— Start of GIVEN RECORDS —

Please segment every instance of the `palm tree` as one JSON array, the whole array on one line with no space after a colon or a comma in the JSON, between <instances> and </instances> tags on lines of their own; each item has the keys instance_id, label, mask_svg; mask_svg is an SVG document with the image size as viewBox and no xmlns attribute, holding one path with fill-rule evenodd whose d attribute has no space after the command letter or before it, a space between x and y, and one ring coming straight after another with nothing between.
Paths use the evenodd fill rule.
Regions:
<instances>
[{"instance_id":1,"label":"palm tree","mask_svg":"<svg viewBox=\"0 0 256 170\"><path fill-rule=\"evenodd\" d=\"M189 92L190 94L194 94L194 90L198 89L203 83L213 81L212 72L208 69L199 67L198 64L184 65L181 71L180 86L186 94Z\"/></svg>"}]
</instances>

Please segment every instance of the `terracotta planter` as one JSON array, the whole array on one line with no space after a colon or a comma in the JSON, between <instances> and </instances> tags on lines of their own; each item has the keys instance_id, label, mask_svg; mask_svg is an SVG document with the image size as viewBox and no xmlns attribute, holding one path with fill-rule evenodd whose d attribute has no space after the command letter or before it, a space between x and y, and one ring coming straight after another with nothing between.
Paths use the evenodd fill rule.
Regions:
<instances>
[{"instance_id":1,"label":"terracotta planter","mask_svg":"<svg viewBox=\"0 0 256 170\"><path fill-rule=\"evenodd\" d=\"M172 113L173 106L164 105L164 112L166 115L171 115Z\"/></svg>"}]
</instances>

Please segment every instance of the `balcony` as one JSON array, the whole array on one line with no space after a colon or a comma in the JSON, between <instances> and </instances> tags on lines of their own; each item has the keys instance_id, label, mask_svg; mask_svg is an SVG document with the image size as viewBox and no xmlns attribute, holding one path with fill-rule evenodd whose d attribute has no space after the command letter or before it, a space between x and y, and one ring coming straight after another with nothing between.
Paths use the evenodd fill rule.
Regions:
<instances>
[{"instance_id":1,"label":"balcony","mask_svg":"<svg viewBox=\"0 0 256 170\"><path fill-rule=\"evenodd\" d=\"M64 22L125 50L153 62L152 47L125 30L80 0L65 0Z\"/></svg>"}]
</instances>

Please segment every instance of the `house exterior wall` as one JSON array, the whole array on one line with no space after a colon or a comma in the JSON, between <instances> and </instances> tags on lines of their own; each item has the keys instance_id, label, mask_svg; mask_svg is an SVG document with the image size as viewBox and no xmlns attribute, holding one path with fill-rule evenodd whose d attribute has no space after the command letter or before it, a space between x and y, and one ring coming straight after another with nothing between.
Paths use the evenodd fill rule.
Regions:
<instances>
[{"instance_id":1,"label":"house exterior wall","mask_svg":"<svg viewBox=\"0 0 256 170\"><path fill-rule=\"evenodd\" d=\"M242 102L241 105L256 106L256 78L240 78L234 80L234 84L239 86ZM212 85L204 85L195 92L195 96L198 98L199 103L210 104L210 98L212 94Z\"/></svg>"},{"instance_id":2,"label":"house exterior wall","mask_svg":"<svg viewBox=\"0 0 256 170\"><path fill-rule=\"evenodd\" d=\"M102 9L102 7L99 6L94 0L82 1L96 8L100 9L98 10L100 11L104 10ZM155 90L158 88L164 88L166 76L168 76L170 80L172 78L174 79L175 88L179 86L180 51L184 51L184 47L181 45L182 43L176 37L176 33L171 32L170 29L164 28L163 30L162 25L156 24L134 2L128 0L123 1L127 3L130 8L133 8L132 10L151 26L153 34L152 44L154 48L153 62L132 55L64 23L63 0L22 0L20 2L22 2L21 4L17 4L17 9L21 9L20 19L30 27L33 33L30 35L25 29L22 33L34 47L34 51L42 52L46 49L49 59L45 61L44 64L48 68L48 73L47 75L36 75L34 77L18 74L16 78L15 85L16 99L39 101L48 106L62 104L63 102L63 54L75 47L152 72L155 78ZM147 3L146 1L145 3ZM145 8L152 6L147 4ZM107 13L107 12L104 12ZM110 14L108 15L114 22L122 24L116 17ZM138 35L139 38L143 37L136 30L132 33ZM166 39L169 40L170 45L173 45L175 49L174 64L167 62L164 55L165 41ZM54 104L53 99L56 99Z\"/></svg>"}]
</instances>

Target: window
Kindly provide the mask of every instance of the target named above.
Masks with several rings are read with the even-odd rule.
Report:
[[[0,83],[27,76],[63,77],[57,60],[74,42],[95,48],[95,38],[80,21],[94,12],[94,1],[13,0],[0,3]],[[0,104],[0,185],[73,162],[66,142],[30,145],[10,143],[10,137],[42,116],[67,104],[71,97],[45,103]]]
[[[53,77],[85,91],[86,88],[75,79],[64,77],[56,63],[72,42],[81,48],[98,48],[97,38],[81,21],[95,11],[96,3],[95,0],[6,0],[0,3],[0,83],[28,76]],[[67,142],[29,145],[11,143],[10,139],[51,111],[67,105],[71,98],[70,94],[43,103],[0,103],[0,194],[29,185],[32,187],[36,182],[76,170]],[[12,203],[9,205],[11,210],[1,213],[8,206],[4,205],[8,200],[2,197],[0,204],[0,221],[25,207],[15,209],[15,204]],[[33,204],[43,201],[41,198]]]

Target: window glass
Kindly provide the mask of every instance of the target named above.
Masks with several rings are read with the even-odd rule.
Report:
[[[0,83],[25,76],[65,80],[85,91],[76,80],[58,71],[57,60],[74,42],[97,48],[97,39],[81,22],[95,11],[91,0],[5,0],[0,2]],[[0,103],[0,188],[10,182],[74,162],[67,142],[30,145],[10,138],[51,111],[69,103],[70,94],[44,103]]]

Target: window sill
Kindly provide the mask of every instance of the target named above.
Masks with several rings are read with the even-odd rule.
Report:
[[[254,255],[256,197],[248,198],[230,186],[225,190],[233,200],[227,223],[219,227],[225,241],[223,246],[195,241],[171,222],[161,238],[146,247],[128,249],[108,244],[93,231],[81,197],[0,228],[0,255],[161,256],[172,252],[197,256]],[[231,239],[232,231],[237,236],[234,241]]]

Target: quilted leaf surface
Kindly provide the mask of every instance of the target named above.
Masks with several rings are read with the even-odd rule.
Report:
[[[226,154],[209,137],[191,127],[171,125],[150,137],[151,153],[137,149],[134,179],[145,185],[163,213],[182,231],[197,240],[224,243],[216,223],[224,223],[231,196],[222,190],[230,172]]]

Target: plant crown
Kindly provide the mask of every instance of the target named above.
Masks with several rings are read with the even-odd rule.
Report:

— End of GIVEN RECORDS —

**WRITTEN TASK**: All of the material above needs to be retyped word for word.

**REPLY TO THE TASK**:
Please segment every instance of the `palm tree` as one JSON array, the whole array on one line with no space after a colon or a comma in the JSON, between <instances> and </instances> tags on lines of their own; each item has the keys instance_id, label, mask_svg; mask_svg is an SVG document with the image size as viewBox and no xmlns attribute, holding one path with fill-rule evenodd whose d attribute has no space after the command letter or before it, a space between x and y, and one ring coming straight after another with nothing between.
Paths use the evenodd fill rule.
Regions:
<instances>
[{"instance_id":1,"label":"palm tree","mask_svg":"<svg viewBox=\"0 0 256 170\"><path fill-rule=\"evenodd\" d=\"M189 92L190 94L194 94L194 90L198 89L203 83L213 81L212 72L208 69L199 67L198 64L184 65L181 71L180 86L186 94Z\"/></svg>"}]
</instances>

Please segment every instance of the `terracotta planter` as one JSON array, the whole array on one line with no space after a colon or a comma in the JSON, between <instances> and </instances> tags on lines of their own; each item has the keys instance_id, label, mask_svg; mask_svg is an SVG document with the image size as viewBox and no xmlns attribute, holding one path with fill-rule evenodd whose d attribute has no space after the command letter or before it, a space between x and y, and one ring coming straight after another with nothing between.
Paths use the evenodd fill rule.
Regions:
<instances>
[{"instance_id":1,"label":"terracotta planter","mask_svg":"<svg viewBox=\"0 0 256 170\"><path fill-rule=\"evenodd\" d=\"M172 113L173 106L164 105L164 112L166 115L171 115Z\"/></svg>"}]
</instances>

Please segment every instance of the `balcony` as one JSON array, the whole array on one line with no space after a colon or a comma in the JSON, between <instances> and </instances> tags on lines of their own; each item has the keys instance_id, label, mask_svg; mask_svg is an SVG document with the image size as viewBox and no xmlns attribute, holding one path with fill-rule evenodd whose d attribute has no space after the command letter or before it, a space between x and y, and one ring coming straight after another with nothing between.
Paths use the evenodd fill rule.
Regions:
<instances>
[{"instance_id":1,"label":"balcony","mask_svg":"<svg viewBox=\"0 0 256 170\"><path fill-rule=\"evenodd\" d=\"M64 22L125 50L153 62L152 47L125 30L80 0L65 0Z\"/></svg>"}]
</instances>

Please segment every instance of the `house exterior wall` as one JSON array, the whole array on one line with no space after a colon or a comma in the JSON, between <instances> and </instances> tags on lines of their own; each item has the keys instance_id, label, mask_svg; mask_svg is an SVG document with the image size as viewBox and no xmlns attribute, holding one path with fill-rule evenodd whose d attribute has no space after the command letter or before it, a space between x and y, and one ring coming straight after another with nothing between.
Paths use the evenodd fill rule.
Regions:
<instances>
[{"instance_id":1,"label":"house exterior wall","mask_svg":"<svg viewBox=\"0 0 256 170\"><path fill-rule=\"evenodd\" d=\"M242 102L241 105L256 106L256 78L240 78L234 80L234 84L239 86ZM212 85L204 85L195 92L195 96L198 98L199 103L210 104L210 98L212 94Z\"/></svg>"},{"instance_id":2,"label":"house exterior wall","mask_svg":"<svg viewBox=\"0 0 256 170\"><path fill-rule=\"evenodd\" d=\"M102 9L102 7L99 6L94 0L82 1L96 8L100 9L98 10L100 11L104 10ZM155 90L158 88L164 88L166 76L168 76L170 80L172 78L174 79L175 88L179 86L180 51L184 51L184 47L181 45L182 43L176 37L176 33L171 32L170 29L164 28L163 30L162 25L156 24L134 2L128 0L123 1L127 3L130 8L133 8L132 10L151 26L153 34L152 44L154 48L153 62L132 55L64 23L63 0L22 0L20 2L22 2L21 4L17 4L17 9L21 9L20 19L30 27L33 33L30 35L25 29L22 33L34 47L34 51L42 52L46 49L49 59L45 61L44 64L48 68L48 73L47 75L36 75L34 77L18 74L16 78L15 85L16 99L39 101L48 106L62 104L63 102L63 54L75 47L152 72L155 78ZM147 3L146 1L145 3ZM145 8L152 6L147 4ZM107 13L107 12L104 12ZM110 14L108 15L114 22L122 24L116 17ZM138 35L139 38L143 37L136 30L132 33ZM166 39L169 40L170 45L173 45L175 49L174 64L167 62L164 55L165 41ZM54 104L53 99L56 99Z\"/></svg>"}]
</instances>

Target: window
Kindly provide the mask of every instance of the target named above.
Masks with several rings are read with the even-odd rule.
Report:
[[[0,83],[27,76],[63,77],[57,60],[74,42],[95,48],[95,38],[80,21],[94,12],[94,1],[13,0],[0,3]],[[0,104],[0,185],[73,162],[66,142],[30,145],[10,143],[10,137],[42,116],[67,104],[71,97],[45,103]]]
[[[53,77],[85,91],[86,88],[75,79],[64,77],[56,63],[72,42],[81,48],[98,48],[97,38],[81,21],[95,11],[96,3],[95,0],[6,0],[0,3],[0,83],[28,76]],[[67,142],[29,145],[11,143],[10,139],[51,111],[67,105],[71,98],[70,94],[43,103],[0,103],[0,194],[29,185],[32,187],[36,182],[76,170]],[[12,203],[9,205],[11,210],[1,213],[8,206],[4,205],[8,200],[2,197],[0,204],[0,221],[25,207],[15,209],[15,204]],[[33,204],[43,201],[41,198]]]

Target: window glass
Kindly provide the mask of every instance of the target named above.
Masks with several rings are read with the even-odd rule.
Report:
[[[0,83],[25,76],[65,80],[85,91],[76,80],[58,71],[57,60],[74,42],[97,48],[97,39],[81,22],[95,11],[91,0],[5,0],[0,2]],[[0,103],[0,188],[10,182],[74,162],[67,142],[30,145],[10,138],[51,111],[69,103],[70,94],[44,103]]]

Target: window sill
Kindly provide the mask of every instance of the target named above.
Masks with several rings are read with the even-odd rule.
Report:
[[[254,255],[256,197],[248,198],[230,186],[225,190],[233,200],[227,223],[219,227],[225,241],[223,246],[195,241],[171,222],[161,238],[146,247],[128,249],[108,244],[93,231],[81,197],[0,228],[0,255],[161,256],[172,252],[197,256]],[[231,239],[232,231],[237,236],[234,241]]]

Target: quilted leaf surface
Kindly provide the mask of every instance of the target named above.
Masks with several rings are read with the even-odd rule.
Report:
[[[226,154],[209,137],[191,127],[171,125],[150,137],[151,153],[137,149],[134,179],[145,185],[163,213],[182,231],[197,240],[224,243],[216,223],[224,223],[231,196],[222,190],[230,172]]]

Target: plant crown
Kindly provide the mask of every instance of the target named above.
Masks with several rings are read with the even-odd rule.
Report:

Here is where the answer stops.